▶ _WHAT TO WORK ON_:
Lay out every row below as a Markdown table with the columns Number and Text, where Number is the row's position in sequence and Text is the row itself, and leave out any blank lines.

......

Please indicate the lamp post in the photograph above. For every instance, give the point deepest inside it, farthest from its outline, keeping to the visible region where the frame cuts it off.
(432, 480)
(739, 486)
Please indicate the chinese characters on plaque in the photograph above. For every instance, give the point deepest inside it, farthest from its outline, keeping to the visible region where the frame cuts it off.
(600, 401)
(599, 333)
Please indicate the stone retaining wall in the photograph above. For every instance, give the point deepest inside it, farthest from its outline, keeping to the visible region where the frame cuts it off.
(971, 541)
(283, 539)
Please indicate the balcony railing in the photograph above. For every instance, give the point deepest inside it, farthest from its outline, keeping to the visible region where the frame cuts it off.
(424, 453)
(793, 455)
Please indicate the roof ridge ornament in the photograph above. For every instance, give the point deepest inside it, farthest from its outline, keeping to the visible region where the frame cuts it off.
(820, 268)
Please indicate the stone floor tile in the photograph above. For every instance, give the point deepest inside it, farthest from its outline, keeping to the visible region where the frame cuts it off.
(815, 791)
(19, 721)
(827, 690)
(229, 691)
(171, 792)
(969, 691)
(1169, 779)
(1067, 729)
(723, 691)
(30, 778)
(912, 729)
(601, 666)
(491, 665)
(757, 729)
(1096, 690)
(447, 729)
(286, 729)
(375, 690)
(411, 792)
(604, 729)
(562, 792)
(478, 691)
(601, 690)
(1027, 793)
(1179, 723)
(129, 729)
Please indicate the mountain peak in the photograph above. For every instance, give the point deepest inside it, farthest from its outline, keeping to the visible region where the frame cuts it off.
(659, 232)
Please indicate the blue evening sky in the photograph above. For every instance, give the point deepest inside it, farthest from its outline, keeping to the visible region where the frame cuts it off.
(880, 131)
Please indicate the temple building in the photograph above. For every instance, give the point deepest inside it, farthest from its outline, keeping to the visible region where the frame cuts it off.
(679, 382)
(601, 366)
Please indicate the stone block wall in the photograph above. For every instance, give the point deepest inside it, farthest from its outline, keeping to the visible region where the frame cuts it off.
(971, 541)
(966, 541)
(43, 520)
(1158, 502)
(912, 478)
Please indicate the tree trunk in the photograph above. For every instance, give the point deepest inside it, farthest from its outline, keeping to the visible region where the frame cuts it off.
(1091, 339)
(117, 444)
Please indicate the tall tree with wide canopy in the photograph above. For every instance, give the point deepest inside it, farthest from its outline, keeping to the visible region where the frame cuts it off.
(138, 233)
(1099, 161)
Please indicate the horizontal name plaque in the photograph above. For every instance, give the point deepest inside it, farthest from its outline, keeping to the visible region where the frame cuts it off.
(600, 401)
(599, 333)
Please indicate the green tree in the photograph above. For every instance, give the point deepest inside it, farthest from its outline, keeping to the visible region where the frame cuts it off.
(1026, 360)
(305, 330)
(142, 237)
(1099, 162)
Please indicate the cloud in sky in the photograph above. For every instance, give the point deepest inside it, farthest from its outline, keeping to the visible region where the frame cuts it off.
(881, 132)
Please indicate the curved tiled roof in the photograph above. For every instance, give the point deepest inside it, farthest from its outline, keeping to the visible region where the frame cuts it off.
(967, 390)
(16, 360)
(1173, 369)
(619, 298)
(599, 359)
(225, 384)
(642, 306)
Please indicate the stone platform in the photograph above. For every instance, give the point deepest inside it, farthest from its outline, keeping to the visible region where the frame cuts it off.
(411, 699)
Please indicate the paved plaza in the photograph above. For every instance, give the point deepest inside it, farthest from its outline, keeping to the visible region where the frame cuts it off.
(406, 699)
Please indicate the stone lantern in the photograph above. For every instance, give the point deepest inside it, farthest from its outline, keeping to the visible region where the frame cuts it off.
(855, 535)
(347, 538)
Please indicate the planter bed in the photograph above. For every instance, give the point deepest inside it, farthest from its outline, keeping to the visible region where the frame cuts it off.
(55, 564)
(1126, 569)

......

▶ _TASK OUTPUT_:
| Number | Text |
|---|---|
| 1 | Please indicate the lamp post in the photograph above. For every instance, give the point deepest inside it, farthest from its outline, keeping to the visible region where the frame cuts it off. |
| 2 | (432, 480) |
| 3 | (739, 486) |
| 4 | Please indicate the chinese characters on plaque in the photograph above. For every instance, give the point deepest inside it, farthest from its outline, keeping to the visible region where the frame cuts it off. |
| 5 | (600, 401) |
| 6 | (599, 333) |
| 7 | Please indicate the stone retaining wall in the photograph above. For every instance, give the point deepest inside it, farthest from its outline, keeping to the visible region where the frame cuts it off. |
| 8 | (971, 541) |
| 9 | (283, 539) |
| 10 | Please indicate the balcony railing in the photograph above. For every instance, give the point deepest inside it, farthest from its outline, keeping to the visible region where the frame cuts it off. |
| 11 | (424, 453) |
| 12 | (793, 455) |
| 13 | Please indicate the roof ridge ornament in the photograph above. For every instance, give the point deepest inside it, farthest from its outline, keeping to the visible region where the frame cuts it off. |
| 14 | (820, 268) |
| 15 | Please indicate the stone floor tile in the photograph above. For every instance, give the point deepest inside it, farthest from its outline, keeping to the visible region where the frame cuts it off. |
| 16 | (815, 791) |
| 17 | (19, 721) |
| 18 | (827, 690) |
| 19 | (229, 691) |
| 20 | (171, 792) |
| 21 | (969, 691) |
| 22 | (1169, 779) |
| 23 | (1067, 729) |
| 24 | (723, 691) |
| 25 | (30, 778) |
| 26 | (912, 729) |
| 27 | (601, 666) |
| 28 | (491, 665) |
| 29 | (757, 729) |
| 30 | (1096, 690) |
| 31 | (447, 729) |
| 32 | (286, 729) |
| 33 | (375, 690) |
| 34 | (411, 792) |
| 35 | (604, 729) |
| 36 | (562, 792) |
| 37 | (478, 691) |
| 38 | (601, 690) |
| 39 | (1027, 793) |
| 40 | (1179, 723) |
| 41 | (129, 729) |
| 42 | Please indicate the mountain peak in the photograph above. For every instance, give the point deepest inside it, farthest from its outline, keeping to the visible region where the frame cuts it off. |
| 43 | (659, 232) |
| 44 | Please indicate the blue evening sky in the photograph above. For every instance, give the point deepest inside it, farthest from its outline, keeping to the visible region where the frame cuts it off. |
| 45 | (880, 131) |
| 46 | Please indicate the temple building in the photograph above. For every instance, give the point deepest inside it, farthest from its outline, keeping to the visible region where the frame cuts it off. |
| 47 | (679, 382) |
| 48 | (601, 366) |
| 49 | Please indicate the stone block wall in the photograph above. For every instance, give the point deepest inside it, farthest from its outline, keeping to the visible region where the frame cuts it off. |
| 50 | (971, 541) |
| 51 | (966, 541) |
| 52 | (43, 520) |
| 53 | (1158, 502) |
| 54 | (912, 478) |
| 55 | Please indicate the tree trunk in the photograph above. For every instance, give the point deepest inside it, farthest from its outline, keeping to the visible region where the frame cuts it off. |
| 56 | (1091, 339) |
| 57 | (117, 444) |
| 58 | Please indicate the tall tree with wide canopy in the photograph above. For every instance, give the point deepest inside it, farthest from its outline, keeping to the visible region where the frame cuts it off. |
| 59 | (138, 233) |
| 60 | (1099, 161) |
| 61 | Please indicate the horizontal name plaque in the photograph above. For every instance, give the point deepest inside it, farthest from its outline, keeping to the visible region where the frame cuts it off. |
| 62 | (600, 401) |
| 63 | (599, 333) |
| 64 | Please indicate the green tree in the photograph above. For every instance, give the point deepest inside it, farthest from its outline, keeping to the visible region where the frame cuts it off. |
| 65 | (1026, 360) |
| 66 | (305, 330) |
| 67 | (142, 237) |
| 68 | (1099, 162) |
| 69 | Please indicate the cloud in sky in the photograph above. For every instance, give the point deepest inside it, farthest from its outline, keeping to the visible region where the frame cuts it off. |
| 70 | (881, 132) |
| 71 | Please indicate the curved tiled roof in the photograph above. For every instance, give the point deepest inside it, farthest from its outline, keeping to the visible region where the frame cuts it off. |
| 72 | (967, 390) |
| 73 | (16, 360) |
| 74 | (1173, 369) |
| 75 | (619, 298) |
| 76 | (599, 359) |
| 77 | (225, 384) |
| 78 | (642, 306) |
| 79 | Please indicate the stone platform in the photograph above. For every instance, give the point deepest inside it, farthest from its outline, keeping to the visible region where the frame cuts it off. |
| 80 | (411, 699) |
| 81 | Please indicate the paved plaza in the photograph above. For every instance, give the point deepest inside it, farthest from its outline, keeping to the visible region where the frame cuts it off. |
| 82 | (406, 699) |
| 83 | Please indicate the stone lantern in the photograph above. For every instance, give the point deepest inside it, farthest from its outline, keeping to the visible region where the frame cuts it off. |
| 84 | (855, 535) |
| 85 | (347, 538) |
| 86 | Please indicate the planter bed in the photograph above. For every instance, give the point deepest inside it, farthest from its outline, keeping to the visible region where the frame cuts it off. |
| 87 | (55, 564) |
| 88 | (1126, 569) |